## CONSIGNE:
Transcrivez en entier et mot pour mot l'extrait fourni ci-dessous, consacré au Magyar Nemzet.

## EXTRAIT FOURNI:

▼

Le Magyar Nemzet est le principal quotidien imprimé de Hongrie. Fondé en 1938, le Magyar Nemzet (Nation hongroise) est un journal de référence pour les conservateurs et est sur une ligne proche du gouvernement de Viktor Orbán.

Temps de lecture : 4 minutes

Article paru dans le Magyar Nemzet le 6 décembre 2021.

Épigraphe :

« T’imagines, mon vieux, le ricanement de ce Satan bruxellois qui a trouvé l’idée géniale de nous obliger à utiliser le prénom musulman Malika au lieu de Marie ? Eh ben, c’est avec ce ricanement en travers de la gueule qu’ils comptent étouffer l’Europe, financièrement, économiquement, politiquement, démographiquement et mentalement. Mais avant tout mentalement. Parce qu’après, tout le reste ne sera plus qu’un jeu d’enfant. » (Texto envoyé par un ami après la découverte du plan secret de la Commission européenne.)

▲

## DONNÉES:
▼

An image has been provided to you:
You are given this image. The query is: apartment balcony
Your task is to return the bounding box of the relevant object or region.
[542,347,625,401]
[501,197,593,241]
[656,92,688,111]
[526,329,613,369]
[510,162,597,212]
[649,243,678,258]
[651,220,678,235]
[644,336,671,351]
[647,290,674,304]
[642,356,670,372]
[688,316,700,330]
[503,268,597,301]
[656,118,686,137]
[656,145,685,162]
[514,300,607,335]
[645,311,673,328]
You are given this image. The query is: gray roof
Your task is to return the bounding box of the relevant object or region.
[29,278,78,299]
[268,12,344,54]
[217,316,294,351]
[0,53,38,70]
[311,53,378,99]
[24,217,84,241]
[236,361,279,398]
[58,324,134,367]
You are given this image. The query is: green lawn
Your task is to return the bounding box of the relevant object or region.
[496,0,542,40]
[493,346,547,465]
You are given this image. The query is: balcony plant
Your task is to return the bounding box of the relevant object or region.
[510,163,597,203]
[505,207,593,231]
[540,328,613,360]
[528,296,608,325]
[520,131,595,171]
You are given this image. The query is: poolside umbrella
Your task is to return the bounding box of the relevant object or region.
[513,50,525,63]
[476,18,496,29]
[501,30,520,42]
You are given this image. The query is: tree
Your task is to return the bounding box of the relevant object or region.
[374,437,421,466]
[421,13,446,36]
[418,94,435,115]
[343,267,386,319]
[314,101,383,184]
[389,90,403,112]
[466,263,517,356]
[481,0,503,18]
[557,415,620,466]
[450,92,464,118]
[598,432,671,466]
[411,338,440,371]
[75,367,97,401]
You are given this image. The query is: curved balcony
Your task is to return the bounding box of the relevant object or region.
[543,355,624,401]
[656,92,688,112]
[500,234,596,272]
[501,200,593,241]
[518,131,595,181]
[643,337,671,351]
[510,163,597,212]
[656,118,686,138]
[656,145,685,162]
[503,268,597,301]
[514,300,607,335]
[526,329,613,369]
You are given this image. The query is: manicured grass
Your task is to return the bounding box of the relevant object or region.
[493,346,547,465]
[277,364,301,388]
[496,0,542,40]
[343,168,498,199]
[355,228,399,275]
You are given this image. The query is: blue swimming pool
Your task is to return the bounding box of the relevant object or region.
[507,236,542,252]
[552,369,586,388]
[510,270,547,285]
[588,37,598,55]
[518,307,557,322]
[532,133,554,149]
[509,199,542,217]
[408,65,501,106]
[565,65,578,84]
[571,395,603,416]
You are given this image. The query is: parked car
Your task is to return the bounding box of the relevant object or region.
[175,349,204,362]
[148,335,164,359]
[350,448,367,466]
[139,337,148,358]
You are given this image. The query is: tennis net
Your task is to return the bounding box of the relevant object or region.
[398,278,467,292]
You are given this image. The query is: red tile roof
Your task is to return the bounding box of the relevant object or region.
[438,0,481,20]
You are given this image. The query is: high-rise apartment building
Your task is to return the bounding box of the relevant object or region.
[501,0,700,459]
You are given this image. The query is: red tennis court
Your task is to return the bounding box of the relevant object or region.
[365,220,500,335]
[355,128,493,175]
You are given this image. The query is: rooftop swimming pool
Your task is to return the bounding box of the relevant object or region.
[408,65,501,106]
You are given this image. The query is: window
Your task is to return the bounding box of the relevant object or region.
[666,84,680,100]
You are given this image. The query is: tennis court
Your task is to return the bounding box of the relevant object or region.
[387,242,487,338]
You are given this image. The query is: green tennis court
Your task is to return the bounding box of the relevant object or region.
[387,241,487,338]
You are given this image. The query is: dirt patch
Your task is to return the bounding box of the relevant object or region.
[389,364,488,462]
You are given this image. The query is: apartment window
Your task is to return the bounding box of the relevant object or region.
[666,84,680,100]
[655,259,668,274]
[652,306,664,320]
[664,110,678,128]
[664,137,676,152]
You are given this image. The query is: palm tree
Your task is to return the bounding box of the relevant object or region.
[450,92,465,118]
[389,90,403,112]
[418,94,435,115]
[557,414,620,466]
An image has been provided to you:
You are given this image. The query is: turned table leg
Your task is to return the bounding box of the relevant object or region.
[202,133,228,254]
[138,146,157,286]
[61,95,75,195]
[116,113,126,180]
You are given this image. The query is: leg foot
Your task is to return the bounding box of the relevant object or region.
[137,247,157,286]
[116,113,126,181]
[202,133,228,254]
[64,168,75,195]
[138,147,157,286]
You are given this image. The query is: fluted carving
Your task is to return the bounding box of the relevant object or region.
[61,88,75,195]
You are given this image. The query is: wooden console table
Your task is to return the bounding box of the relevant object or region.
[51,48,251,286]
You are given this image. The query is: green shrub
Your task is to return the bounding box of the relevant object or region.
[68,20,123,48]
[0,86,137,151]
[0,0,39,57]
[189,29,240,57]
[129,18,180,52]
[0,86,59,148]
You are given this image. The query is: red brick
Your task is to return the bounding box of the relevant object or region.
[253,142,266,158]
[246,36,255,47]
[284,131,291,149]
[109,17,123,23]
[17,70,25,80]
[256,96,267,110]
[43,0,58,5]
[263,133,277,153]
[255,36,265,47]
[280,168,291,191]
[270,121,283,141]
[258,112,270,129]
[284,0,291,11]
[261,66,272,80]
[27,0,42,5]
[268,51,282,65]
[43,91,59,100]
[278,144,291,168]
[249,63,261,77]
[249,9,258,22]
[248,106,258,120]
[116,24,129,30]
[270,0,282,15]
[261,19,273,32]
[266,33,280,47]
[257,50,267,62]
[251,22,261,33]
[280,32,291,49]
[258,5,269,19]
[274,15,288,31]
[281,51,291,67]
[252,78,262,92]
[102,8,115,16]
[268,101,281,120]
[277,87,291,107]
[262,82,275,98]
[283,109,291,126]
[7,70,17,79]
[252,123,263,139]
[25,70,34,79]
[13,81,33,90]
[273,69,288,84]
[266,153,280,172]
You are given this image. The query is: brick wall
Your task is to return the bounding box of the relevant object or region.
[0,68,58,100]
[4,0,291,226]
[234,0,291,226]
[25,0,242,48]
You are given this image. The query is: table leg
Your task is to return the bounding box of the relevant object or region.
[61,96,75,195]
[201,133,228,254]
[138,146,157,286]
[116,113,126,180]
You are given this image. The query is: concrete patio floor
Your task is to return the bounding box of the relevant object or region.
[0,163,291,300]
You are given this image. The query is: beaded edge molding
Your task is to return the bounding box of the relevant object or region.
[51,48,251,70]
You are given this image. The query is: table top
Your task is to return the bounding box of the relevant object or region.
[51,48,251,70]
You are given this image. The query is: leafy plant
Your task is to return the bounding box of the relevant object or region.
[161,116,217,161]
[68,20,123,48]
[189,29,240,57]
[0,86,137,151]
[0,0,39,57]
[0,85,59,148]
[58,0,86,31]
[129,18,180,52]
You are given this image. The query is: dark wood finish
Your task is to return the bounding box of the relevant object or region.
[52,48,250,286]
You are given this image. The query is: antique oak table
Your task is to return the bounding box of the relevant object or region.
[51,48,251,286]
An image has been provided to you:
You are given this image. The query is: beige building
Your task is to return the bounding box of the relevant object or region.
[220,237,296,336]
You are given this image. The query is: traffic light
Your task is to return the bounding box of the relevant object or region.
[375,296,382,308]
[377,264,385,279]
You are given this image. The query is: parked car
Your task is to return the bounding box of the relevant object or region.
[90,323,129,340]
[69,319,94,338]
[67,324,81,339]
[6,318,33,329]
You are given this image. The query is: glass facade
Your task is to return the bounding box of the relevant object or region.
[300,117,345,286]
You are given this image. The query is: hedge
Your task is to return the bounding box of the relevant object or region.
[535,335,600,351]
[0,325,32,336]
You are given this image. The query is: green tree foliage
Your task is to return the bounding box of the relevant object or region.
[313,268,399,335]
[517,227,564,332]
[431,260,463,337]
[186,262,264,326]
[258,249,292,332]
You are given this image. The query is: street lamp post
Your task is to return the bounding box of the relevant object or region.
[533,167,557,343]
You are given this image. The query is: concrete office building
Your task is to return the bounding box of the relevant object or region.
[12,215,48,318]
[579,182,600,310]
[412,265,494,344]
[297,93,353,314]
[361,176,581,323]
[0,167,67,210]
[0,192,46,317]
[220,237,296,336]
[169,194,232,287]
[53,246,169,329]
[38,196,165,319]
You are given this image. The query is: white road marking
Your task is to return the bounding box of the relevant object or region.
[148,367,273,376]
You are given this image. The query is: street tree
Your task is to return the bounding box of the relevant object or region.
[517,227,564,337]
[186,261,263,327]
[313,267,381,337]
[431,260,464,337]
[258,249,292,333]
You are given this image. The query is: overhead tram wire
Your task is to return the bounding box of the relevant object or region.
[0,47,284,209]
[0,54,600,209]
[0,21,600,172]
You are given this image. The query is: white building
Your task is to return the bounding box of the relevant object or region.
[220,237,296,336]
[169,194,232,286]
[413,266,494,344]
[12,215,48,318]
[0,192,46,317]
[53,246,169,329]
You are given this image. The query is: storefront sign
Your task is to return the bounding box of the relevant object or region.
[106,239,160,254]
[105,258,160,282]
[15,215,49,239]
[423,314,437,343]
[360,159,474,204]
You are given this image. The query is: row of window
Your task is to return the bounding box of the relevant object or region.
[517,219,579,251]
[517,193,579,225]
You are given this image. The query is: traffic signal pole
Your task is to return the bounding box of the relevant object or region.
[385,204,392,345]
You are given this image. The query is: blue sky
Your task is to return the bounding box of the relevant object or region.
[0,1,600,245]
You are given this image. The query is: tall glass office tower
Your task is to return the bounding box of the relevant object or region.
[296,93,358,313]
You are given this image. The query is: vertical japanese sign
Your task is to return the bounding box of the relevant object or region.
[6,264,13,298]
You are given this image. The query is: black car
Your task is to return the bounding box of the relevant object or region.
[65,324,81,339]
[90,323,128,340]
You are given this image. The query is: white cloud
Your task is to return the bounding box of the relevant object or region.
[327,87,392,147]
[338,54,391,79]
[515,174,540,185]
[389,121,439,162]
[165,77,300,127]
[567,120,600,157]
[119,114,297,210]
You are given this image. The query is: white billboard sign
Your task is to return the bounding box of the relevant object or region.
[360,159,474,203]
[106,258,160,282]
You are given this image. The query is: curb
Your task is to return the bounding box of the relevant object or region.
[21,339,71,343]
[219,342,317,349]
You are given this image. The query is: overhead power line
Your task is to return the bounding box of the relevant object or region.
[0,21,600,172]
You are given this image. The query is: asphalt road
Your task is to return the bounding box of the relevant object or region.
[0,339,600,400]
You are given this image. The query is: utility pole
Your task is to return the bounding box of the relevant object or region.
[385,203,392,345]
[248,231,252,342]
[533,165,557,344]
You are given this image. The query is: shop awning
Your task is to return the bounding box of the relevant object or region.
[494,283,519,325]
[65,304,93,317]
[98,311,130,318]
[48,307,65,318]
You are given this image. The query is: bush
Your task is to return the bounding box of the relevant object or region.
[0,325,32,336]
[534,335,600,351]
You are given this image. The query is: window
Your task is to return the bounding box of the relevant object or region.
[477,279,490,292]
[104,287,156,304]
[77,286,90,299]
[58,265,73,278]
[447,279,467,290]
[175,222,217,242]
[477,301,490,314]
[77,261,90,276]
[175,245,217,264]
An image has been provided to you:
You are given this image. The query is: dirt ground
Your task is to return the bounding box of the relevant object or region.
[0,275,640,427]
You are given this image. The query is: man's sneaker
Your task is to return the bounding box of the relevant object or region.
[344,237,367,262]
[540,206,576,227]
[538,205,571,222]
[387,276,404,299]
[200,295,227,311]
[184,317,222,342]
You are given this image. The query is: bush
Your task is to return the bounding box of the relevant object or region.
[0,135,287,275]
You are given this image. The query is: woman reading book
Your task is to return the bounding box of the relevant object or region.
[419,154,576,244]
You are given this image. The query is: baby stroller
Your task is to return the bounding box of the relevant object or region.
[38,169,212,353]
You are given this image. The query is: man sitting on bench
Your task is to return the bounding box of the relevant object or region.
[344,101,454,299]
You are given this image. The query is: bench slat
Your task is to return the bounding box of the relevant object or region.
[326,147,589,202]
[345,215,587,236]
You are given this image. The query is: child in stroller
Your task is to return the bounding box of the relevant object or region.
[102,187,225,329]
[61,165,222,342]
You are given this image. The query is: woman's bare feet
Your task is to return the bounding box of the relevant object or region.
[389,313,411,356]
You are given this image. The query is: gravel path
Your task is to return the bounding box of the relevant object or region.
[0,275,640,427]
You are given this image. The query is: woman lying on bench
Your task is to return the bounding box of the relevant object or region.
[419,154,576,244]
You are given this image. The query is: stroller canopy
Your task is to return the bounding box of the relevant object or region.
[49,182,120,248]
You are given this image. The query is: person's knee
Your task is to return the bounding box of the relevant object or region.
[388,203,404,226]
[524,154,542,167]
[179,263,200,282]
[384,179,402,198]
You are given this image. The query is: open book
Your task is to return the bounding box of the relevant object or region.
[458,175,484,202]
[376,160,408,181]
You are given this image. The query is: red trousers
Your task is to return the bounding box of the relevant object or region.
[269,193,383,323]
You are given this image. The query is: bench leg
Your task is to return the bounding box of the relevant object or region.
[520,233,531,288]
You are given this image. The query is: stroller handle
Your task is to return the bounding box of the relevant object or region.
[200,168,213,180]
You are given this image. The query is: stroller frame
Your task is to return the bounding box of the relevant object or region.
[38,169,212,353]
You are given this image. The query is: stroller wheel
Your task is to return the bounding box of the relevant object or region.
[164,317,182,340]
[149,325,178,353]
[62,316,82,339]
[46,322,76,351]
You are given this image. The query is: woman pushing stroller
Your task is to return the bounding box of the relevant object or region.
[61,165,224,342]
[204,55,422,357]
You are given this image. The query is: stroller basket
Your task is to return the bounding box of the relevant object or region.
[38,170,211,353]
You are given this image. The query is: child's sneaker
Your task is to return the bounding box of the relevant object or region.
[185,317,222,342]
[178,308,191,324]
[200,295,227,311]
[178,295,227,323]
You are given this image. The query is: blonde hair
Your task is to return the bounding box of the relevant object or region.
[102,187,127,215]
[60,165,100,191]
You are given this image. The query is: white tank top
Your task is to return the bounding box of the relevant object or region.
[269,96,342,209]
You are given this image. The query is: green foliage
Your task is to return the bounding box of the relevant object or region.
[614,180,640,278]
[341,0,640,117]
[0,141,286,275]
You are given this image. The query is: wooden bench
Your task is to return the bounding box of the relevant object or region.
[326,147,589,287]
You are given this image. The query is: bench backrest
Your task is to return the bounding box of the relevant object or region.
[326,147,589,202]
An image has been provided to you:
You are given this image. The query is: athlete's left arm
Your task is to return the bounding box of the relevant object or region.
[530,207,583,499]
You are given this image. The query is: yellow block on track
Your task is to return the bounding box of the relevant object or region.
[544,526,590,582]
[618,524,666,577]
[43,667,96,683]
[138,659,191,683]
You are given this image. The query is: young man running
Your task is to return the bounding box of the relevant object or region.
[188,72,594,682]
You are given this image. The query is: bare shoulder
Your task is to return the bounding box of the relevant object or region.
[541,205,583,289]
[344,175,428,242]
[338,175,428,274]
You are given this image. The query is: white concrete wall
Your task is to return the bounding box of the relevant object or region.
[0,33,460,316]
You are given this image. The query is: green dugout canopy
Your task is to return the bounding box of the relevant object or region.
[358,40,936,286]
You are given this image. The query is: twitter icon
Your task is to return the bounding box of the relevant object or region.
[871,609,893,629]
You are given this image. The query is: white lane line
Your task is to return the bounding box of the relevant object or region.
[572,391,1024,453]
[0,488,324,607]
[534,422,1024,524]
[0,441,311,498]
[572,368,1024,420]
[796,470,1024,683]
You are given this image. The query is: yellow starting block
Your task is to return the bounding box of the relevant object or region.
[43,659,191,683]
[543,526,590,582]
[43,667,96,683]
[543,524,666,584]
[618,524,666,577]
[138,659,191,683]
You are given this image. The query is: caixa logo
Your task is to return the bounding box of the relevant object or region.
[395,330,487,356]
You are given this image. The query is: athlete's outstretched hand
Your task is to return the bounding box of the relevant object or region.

▲

## RÉPONSE RÉDIGÉE:
Le Magyar Nemzet est le principal quotidien imprimé de Hongrie. Fondé en 1938, le Magyar Nemzet (Nation hongroise) est un journal de référence pour les conservateurs et est sur une ligne proche du gouvernement de Viktor Orbán.

Temps de lecture : 4 minutes

Article paru dans le Magyar Nemzet le 6 décembre 2021.

Épigraphe :

« T’imagines, mon vieux, le ricanement de ce Satan bruxellois qui a trouvé l’idée géniale de nous obliger à utiliser le prénom musulman Malika au lieu de Marie ? Eh ben, c’est avec ce ricanement en travers de la gueule qu’ils comptent étouffer l’Europe, financièrement, économiquement, politiquement, démographiquement et mentalement. Mais avant tout mentalement. Parce qu’après, tout le reste ne sera plus qu’un jeu d’enfant. » (Texto envoyé par un ami après la découverte du plan secret de la Commission européenne.)